Action item:
Write out each line of the material exactly as given, and drop the images.
----------
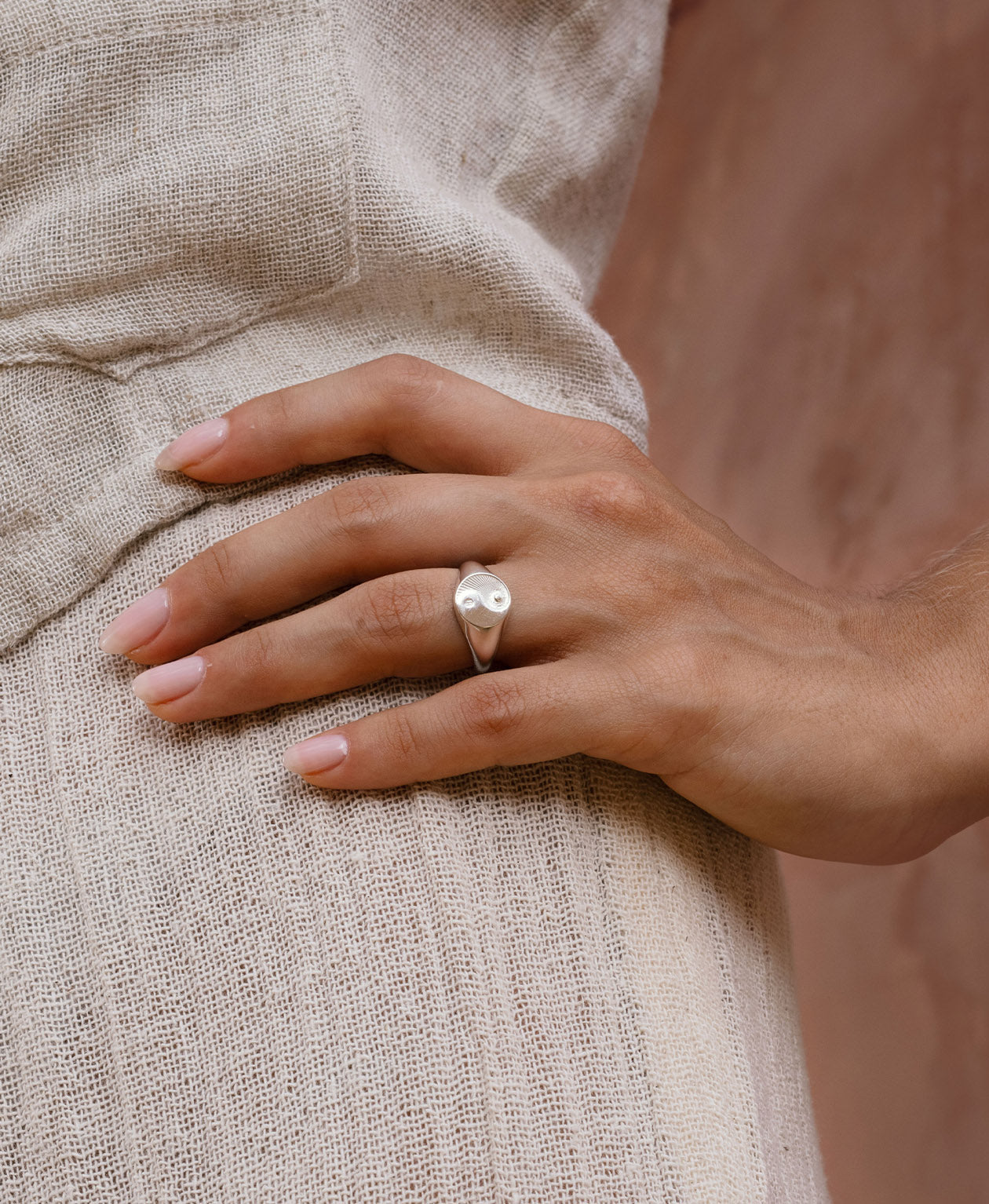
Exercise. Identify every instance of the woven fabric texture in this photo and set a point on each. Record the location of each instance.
(558, 983)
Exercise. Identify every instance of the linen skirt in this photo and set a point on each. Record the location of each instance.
(552, 983)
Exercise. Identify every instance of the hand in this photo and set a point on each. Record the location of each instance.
(642, 629)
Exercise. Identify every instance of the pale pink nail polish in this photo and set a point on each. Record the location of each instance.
(139, 624)
(316, 755)
(193, 446)
(166, 683)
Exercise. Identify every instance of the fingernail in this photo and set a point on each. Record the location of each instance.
(139, 624)
(166, 683)
(193, 446)
(315, 755)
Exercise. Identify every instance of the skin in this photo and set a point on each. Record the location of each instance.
(642, 630)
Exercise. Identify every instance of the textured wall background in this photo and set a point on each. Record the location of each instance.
(802, 286)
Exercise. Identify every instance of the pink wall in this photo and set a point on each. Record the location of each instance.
(802, 286)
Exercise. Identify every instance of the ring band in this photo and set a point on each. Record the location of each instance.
(481, 602)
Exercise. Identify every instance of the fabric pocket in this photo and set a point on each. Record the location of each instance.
(169, 173)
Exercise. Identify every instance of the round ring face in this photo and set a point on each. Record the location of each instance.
(482, 600)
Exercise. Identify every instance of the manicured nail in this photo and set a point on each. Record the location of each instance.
(193, 446)
(139, 624)
(315, 755)
(166, 683)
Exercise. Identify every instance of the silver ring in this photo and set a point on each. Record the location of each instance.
----------
Response:
Exercise. Identify every instance of the woven fabric texture in this photo and set a point on each. Record the location of each instance.
(558, 983)
Exercise. Identify every instance of the linen skirt in this photo and set a point on each. Record the location of each instance.
(552, 983)
Exercise. Identify every instance of the hand in this photo and set a point on each. Record the location of each instance.
(642, 629)
Exercise. Identify every instance of the pale pink nail polish in this photo and set a point on each. Record the location of each instance.
(139, 624)
(316, 755)
(193, 446)
(166, 683)
Exercise. Identify every instance of the fingernail in this photo and set a point on each. Record the location of each instance.
(139, 624)
(166, 683)
(193, 446)
(315, 755)
Exercise. Identify every instance of the skin in this photo and set a point on each. Record the location of each instance.
(642, 630)
Exercise. Identify every instance of the textured wall background in this photo and set a point on each. Record the location of each instance.
(802, 286)
Exercise. Identify every instance of the pink wall in this photo and set a point on each. Record the location of each instance.
(802, 286)
Exercise. Identify every instance of the ring band in this photo and set a point on each. Record the location of each instance.
(481, 602)
Exercise. Identify every instance of the fabric pocket in this photo and set a point on each. Record the location of each instance.
(169, 173)
Exercise. Identify every instance of the round ring face in this photo and set a point on each. Record the location of each instance.
(482, 600)
Exercise. Identify every instance of the manicured nail in this photo and set a point on each. Record the location of each instance.
(193, 446)
(139, 624)
(315, 755)
(166, 683)
Exercise. Identify every instance of the silver ring in this photo and set a point on each. Record the location of each instance.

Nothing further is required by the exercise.